Text:
=======

At that point the original bytes are still in UTF-8. If the file is reopened with the correct encoding, the text may recover.

The dangerous path is this:

  1. misread a UTF-8 file as CP932
  2. save the already-broken display as-is
  3. lose the original UTF-8 byte sequence

At that point it is no longer just a display issue. It is data corruption.

In practice, instead of flattening everything into the sentence it became mojibake, you should at least separate these two questions:

  • are the bytes themselves still correct?
  • or has the misread content already been saved again?

3.3 Once you fall back to an encoding that cannot represent the characters, you do not get them back

Another dangerous case is when a Unicode string is pushed into a narrower code page such as CP932.

If the target code page cannot represent some of the characters, one of these usually happens:

  • they are replaced with ?
  • replacement characters are inserted
  • conversion errors occur
  • they are forced into different, similar-looking characters

For example, some emoji and some extended ideographs cannot be round-tripped into CP932.

=======

Material provided:
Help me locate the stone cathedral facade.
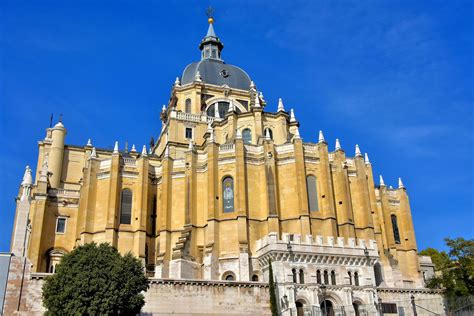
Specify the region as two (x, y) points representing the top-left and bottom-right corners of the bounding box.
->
(6, 18), (444, 315)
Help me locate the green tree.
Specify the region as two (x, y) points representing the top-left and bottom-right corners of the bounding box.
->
(43, 243), (148, 315)
(268, 260), (278, 316)
(427, 238), (474, 299)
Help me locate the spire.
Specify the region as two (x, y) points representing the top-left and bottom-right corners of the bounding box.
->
(91, 147), (97, 158)
(235, 128), (242, 139)
(290, 109), (296, 123)
(364, 153), (370, 165)
(356, 144), (362, 157)
(278, 98), (285, 112)
(21, 166), (33, 187)
(265, 128), (271, 140)
(255, 95), (260, 108)
(398, 178), (405, 189)
(335, 138), (342, 150)
(294, 126), (301, 139)
(318, 131), (326, 143)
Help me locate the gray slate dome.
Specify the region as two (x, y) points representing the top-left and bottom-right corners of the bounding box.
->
(181, 58), (250, 90)
(181, 19), (250, 90)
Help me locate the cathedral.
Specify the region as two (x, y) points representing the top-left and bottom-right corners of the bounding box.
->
(3, 18), (440, 315)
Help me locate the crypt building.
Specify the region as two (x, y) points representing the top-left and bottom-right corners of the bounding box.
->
(4, 18), (444, 315)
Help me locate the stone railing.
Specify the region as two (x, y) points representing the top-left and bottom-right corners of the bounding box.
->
(123, 158), (137, 168)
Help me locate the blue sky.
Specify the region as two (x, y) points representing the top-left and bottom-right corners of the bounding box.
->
(0, 0), (474, 251)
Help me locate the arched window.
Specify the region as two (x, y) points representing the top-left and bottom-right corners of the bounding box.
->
(300, 269), (304, 284)
(306, 175), (319, 211)
(222, 176), (234, 213)
(263, 127), (273, 140)
(242, 128), (252, 144)
(120, 189), (132, 224)
(374, 262), (384, 286)
(391, 215), (400, 244)
(185, 98), (191, 113)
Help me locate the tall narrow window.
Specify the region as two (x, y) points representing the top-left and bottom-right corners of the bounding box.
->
(56, 217), (66, 234)
(306, 176), (319, 211)
(354, 272), (359, 286)
(242, 128), (252, 144)
(392, 215), (400, 244)
(185, 99), (191, 113)
(222, 177), (234, 213)
(120, 189), (132, 224)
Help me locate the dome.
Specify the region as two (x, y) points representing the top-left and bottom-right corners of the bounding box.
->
(181, 58), (250, 90)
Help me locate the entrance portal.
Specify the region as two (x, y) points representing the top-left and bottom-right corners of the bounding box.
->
(320, 300), (334, 316)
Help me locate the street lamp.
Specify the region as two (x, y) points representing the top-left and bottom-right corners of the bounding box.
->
(319, 284), (328, 316)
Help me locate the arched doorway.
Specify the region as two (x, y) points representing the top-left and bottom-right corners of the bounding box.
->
(320, 300), (334, 316)
(296, 301), (304, 316)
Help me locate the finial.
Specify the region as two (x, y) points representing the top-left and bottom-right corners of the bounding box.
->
(206, 6), (214, 24)
(228, 99), (234, 112)
(255, 95), (260, 108)
(398, 178), (405, 189)
(194, 70), (202, 82)
(278, 98), (285, 112)
(364, 153), (370, 165)
(21, 166), (33, 187)
(379, 175), (385, 187)
(235, 128), (242, 139)
(294, 126), (301, 139)
(356, 144), (362, 157)
(318, 130), (326, 143)
(290, 109), (296, 123)
(335, 138), (342, 150)
(91, 147), (97, 158)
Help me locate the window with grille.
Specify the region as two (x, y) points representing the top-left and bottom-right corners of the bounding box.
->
(120, 189), (132, 224)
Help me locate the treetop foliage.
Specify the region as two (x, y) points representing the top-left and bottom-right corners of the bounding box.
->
(42, 243), (148, 315)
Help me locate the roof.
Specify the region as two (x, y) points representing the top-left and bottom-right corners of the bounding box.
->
(181, 58), (250, 90)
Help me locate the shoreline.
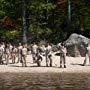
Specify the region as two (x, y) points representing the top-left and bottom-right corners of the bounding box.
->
(0, 56), (90, 73)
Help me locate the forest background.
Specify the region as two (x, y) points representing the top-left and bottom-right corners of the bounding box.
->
(0, 0), (90, 44)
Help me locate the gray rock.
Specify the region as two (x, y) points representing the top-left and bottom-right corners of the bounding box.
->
(65, 33), (90, 57)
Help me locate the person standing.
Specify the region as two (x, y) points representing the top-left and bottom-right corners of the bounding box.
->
(0, 44), (4, 64)
(17, 43), (23, 63)
(46, 43), (52, 67)
(22, 45), (27, 67)
(82, 44), (90, 66)
(59, 43), (67, 68)
(12, 45), (18, 64)
(36, 47), (43, 66)
(32, 43), (38, 63)
(5, 44), (10, 65)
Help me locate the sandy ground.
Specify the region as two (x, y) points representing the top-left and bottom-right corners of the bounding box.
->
(0, 55), (90, 73)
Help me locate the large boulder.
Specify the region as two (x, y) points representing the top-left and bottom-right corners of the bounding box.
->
(65, 33), (90, 57)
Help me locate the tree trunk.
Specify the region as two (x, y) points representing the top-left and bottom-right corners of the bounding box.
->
(22, 0), (27, 44)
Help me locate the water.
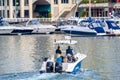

=======

Work to do:
1. Answer these questions using the text on character encoding:
(a) In the dangerous path, what step comes right after misreading a UTF-8 file as CP932?
(b) What code page is named as an example of a narrower one that a Unicode string may be pushed into?
(c) Which characters does the text say cannot be round-tripped into CP932?
2. Carry on the text on character encoding, starting after its final sentence.

Responses by task:
1.
(a) Saving the already-broken display as-is.
(b) CP932.
(c) Some emoji and some extended ideographs.

2.
This should not be judged only by whether the text is still readable, but by whether a round trip preserves the original text.

Once the information has been lost, knowing the correct encoding later does not reconstruct it.

4. What the difference in line endings means

4.1 CRLF / LF / CR

Line endings are also bytes.

  • CR = carriage return = 0D
  • LF = line feed = 0A
  • in traditional Windows text files, CRLF (0D 0A) is the classic form
  • on Linux / Unix-like systems, LF (0A) is the common form
  • standalone CR appears mostly in older historical contexts such as classic Mac data

Put in table form:

Line ending Bytes Typical context
CRLF 0D 0A traditional Windows text files, legacy tools
LF 0A Linux / macOS / many development tools
CR 0D very old legacy data

4.2 Line endings are a different issue from text encoding

This point matters a lot.

Line-ending style is a different issue from encoding.

Even two UTF-8 files can differ only in line endings.
For example, if the content is A, newline, B, the bytes become:

UTF-8 + LF   : 41 0A 42
UTF-8 + CRLF : 41 0D 0A 42

So all of the following are perfectly possible:

  • a file is UTF-8, but only the line endings differ
  • a file is CP932, but the line endings are LF
  • a file is UTF-16LE, but the line endings are CRLF

That is why, when someone says we already changed it to UTF-8 but something is still off, the actual difference may be the line endings and nothing else.

4.3 \n is not always the same thing as the newline bytes stored in a file

This is an easy source of confusion from the programmer’s point of view.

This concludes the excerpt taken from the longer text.